____ DATA TO USE
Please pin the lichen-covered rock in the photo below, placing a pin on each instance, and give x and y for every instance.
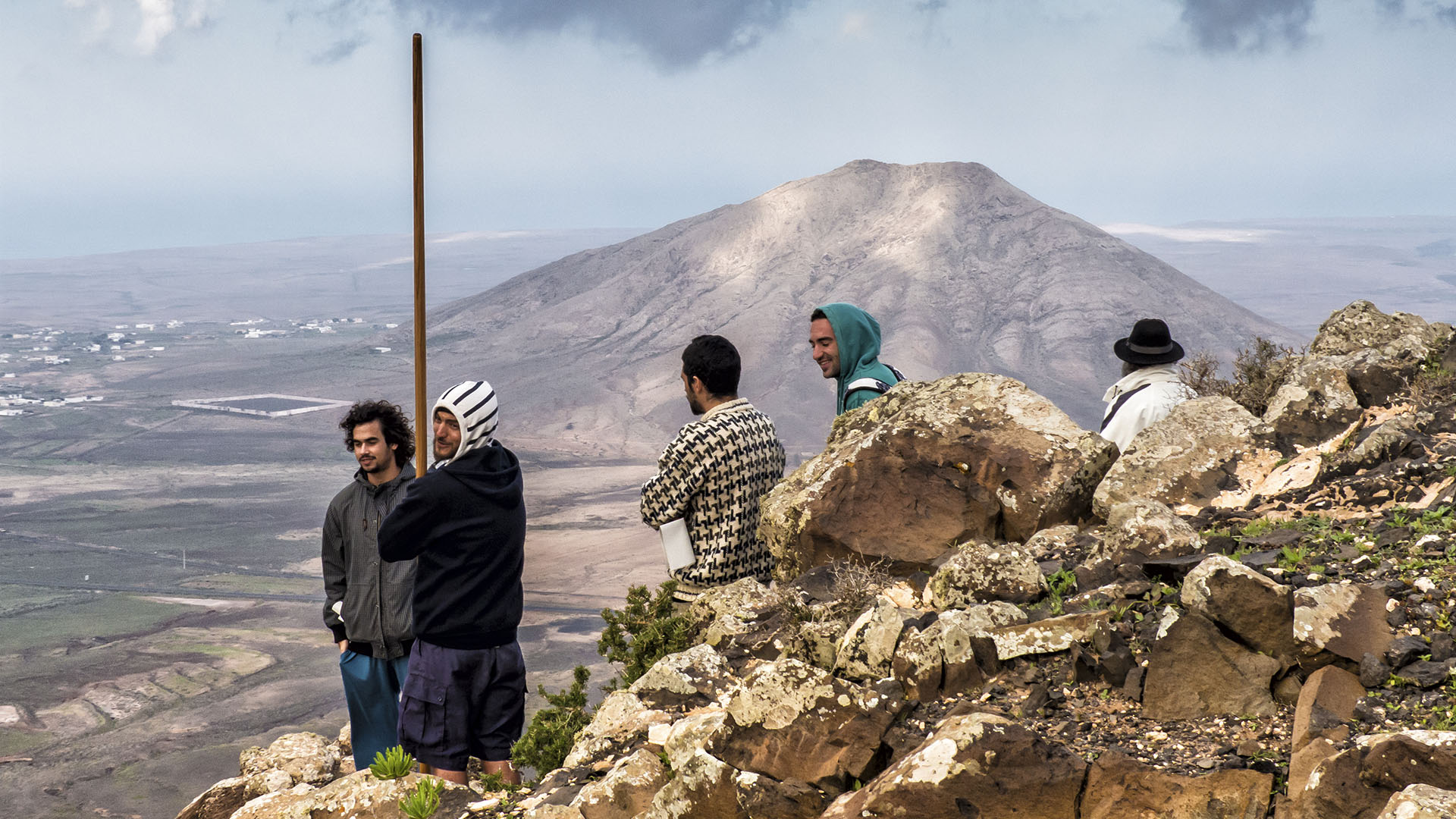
(1329, 698)
(1379, 353)
(974, 765)
(794, 722)
(1120, 787)
(1141, 529)
(618, 723)
(357, 796)
(1420, 802)
(868, 648)
(1052, 539)
(1245, 602)
(743, 599)
(218, 802)
(1343, 618)
(965, 458)
(1053, 634)
(685, 679)
(626, 790)
(979, 573)
(289, 761)
(1313, 404)
(1194, 670)
(1204, 447)
(1357, 783)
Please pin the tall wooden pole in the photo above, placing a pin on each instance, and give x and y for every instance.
(421, 419)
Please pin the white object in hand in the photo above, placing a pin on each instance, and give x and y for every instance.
(677, 545)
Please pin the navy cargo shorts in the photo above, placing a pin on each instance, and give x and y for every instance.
(460, 703)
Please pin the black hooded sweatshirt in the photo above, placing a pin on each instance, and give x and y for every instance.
(466, 523)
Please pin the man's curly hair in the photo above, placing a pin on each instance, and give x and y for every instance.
(391, 417)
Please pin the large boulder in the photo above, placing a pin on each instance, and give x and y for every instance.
(619, 722)
(1379, 353)
(683, 679)
(357, 796)
(294, 758)
(1204, 447)
(971, 457)
(1420, 802)
(868, 646)
(981, 573)
(1053, 634)
(1120, 787)
(1258, 611)
(1194, 672)
(794, 722)
(1141, 529)
(626, 790)
(976, 765)
(1313, 404)
(1343, 618)
(1357, 783)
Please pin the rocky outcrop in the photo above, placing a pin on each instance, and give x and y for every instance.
(974, 765)
(965, 458)
(1204, 651)
(1251, 607)
(1120, 787)
(1379, 353)
(981, 573)
(1194, 670)
(1203, 449)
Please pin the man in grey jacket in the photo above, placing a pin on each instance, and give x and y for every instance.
(367, 601)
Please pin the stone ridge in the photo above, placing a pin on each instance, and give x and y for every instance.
(1260, 654)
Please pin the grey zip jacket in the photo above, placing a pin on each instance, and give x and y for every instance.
(376, 595)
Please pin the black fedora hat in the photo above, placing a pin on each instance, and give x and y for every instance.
(1147, 344)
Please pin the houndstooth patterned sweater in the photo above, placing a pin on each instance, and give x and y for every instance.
(714, 475)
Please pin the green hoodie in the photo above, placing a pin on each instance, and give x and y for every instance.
(856, 334)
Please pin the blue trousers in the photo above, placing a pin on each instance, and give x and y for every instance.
(372, 691)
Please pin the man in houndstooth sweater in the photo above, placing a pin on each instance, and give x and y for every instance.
(715, 472)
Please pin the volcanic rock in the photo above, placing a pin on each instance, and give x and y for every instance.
(1245, 602)
(1204, 447)
(1120, 787)
(974, 765)
(1194, 670)
(981, 573)
(965, 458)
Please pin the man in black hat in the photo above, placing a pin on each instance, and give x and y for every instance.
(1149, 388)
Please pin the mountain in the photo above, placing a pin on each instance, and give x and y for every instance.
(963, 270)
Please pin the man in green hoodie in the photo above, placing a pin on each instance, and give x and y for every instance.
(846, 347)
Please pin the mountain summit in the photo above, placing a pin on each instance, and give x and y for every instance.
(965, 273)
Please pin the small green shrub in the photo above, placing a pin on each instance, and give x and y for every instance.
(642, 632)
(1292, 557)
(548, 739)
(424, 800)
(1258, 371)
(392, 764)
(495, 783)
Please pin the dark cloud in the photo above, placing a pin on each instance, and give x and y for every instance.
(674, 34)
(340, 50)
(1247, 25)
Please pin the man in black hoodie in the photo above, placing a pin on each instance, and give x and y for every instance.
(465, 522)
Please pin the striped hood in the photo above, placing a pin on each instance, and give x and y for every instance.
(473, 404)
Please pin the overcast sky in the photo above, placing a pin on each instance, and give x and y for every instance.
(158, 123)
________
**ASSIGNED TASK:**
Find the line with "Please pin the mountain summit" in the data above. Restate it and all later lines word for word, ending with the last line.

**WRITTEN ANSWER:**
Please pin the mountain summit in the photo above, placing a pin on each instance, and give x and y for every instance.
(965, 273)
Please pin the small green shrub in the photo above, placing a pin on each instance, and give x and y for every instance.
(642, 632)
(1292, 557)
(548, 739)
(424, 800)
(1258, 371)
(392, 764)
(495, 783)
Please pin the dark cloud in the photo above, placing a pin on each instance, and give x and y for every instance.
(674, 34)
(340, 50)
(1247, 25)
Please pin the man in black hoodie in the photo above, placing a pin on each instance, and give x and y for every instance.
(465, 522)
Please pin the striped hood in the photo above, placing a pin on each instance, and give x and y for every instance.
(473, 404)
Please pin the overcast sky in the photo above, placing a pin on each instance, and give x and y for every instance.
(158, 123)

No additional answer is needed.